# WORK INSTRUCTIONS
Pick out every line in the records below that contains the word "instance", and copy each one in full. Case counts.

━━━━━ INFORMATION SHOWN

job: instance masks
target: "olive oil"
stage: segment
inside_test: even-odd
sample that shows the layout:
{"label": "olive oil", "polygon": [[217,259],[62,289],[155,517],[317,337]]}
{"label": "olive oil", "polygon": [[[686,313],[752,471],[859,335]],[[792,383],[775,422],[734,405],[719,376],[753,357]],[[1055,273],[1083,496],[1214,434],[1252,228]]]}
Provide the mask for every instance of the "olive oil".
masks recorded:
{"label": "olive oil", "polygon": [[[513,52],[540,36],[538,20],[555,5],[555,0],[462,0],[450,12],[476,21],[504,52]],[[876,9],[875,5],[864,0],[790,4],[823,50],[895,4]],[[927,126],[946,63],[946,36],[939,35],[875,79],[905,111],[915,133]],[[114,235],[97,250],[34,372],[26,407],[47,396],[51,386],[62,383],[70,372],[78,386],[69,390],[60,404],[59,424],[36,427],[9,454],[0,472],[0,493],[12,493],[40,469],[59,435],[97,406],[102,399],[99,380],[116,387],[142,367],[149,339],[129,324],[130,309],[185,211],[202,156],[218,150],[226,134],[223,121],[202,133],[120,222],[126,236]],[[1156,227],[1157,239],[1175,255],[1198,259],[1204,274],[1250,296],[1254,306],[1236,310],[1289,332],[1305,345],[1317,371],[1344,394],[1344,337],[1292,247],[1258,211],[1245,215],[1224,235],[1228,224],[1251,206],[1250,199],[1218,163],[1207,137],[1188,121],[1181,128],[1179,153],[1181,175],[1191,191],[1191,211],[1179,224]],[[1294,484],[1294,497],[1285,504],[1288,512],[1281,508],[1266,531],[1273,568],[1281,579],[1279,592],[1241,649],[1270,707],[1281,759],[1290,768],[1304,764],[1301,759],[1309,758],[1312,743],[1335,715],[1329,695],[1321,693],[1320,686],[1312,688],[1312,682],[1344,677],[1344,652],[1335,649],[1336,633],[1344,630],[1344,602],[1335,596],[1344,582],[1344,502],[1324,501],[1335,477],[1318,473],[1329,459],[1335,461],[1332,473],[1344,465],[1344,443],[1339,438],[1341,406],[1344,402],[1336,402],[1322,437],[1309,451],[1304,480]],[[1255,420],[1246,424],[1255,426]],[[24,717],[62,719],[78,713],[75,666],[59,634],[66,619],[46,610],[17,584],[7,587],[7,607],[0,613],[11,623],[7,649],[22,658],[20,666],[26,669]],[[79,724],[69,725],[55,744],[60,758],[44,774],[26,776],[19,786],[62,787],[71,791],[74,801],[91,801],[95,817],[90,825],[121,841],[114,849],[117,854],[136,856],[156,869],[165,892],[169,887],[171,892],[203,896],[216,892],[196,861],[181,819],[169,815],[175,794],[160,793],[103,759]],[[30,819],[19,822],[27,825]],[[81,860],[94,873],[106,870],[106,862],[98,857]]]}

━━━━━━━━━━

# RESPONSE FOR THIS EXERCISE
job: instance masks
Provide the mask for every instance of the "olive oil".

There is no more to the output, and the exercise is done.